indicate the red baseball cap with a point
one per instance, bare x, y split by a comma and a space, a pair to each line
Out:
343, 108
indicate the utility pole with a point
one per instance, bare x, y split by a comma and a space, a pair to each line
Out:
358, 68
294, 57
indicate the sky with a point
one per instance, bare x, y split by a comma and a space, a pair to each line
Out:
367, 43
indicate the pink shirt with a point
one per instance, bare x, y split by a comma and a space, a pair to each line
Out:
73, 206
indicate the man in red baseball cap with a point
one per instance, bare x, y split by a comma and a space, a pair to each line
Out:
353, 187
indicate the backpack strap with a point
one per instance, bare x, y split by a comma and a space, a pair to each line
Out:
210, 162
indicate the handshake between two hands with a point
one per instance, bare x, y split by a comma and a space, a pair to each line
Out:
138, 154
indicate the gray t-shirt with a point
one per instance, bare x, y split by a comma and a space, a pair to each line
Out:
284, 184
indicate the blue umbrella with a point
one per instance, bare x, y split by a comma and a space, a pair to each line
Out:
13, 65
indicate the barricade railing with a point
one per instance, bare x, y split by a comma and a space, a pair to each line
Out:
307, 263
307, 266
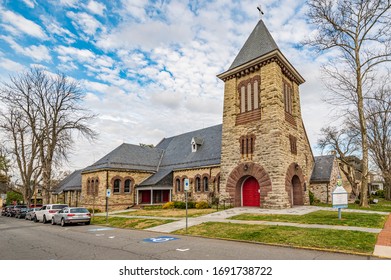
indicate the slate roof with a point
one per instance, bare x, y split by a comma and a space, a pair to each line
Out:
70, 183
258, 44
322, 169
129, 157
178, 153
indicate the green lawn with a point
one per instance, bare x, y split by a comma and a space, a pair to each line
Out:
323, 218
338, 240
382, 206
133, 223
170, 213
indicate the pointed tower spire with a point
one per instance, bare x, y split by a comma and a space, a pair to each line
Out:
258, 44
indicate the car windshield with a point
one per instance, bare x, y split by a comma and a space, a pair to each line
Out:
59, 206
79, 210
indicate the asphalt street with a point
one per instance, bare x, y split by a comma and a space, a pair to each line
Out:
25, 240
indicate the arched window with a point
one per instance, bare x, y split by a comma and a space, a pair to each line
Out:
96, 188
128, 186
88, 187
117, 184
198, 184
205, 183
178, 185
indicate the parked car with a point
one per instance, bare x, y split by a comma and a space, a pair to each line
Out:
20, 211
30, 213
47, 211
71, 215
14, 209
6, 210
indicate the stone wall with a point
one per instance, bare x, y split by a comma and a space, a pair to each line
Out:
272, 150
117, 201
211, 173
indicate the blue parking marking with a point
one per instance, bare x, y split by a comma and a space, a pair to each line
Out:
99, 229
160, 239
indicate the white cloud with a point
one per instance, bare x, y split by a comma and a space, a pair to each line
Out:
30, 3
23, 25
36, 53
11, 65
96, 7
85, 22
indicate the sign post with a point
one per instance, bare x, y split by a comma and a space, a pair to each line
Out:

********************

Please convert the lines from the one with "indicate the blue parking" up to and including the last line of the rows into a Markdown table with two columns, No and Line: No numbers each line in order starting at 1, and Line holds the line itself. Leave out any blank lines.

● **FULL SOLUTION**:
| No | Line |
|---|---|
| 1 | indicate the blue parking marking with a point |
| 2 | one per instance, bare x, y split by a comma and a space, a pair to each line |
| 3 | Out: |
| 4 | 99, 229 |
| 5 | 160, 239 |
| 6 | indicate the white cloud with a point |
| 7 | one per instance, bare x, y split by a comma and a space, a pair to each line |
| 8 | Out: |
| 9 | 30, 3 |
| 10 | 23, 25 |
| 11 | 36, 53 |
| 12 | 11, 65 |
| 13 | 96, 7 |
| 14 | 85, 22 |
| 15 | indicate the sign post with a point |
| 16 | one per instance, bare x, y split by a comma and a space, a pair to each line |
| 17 | Out: |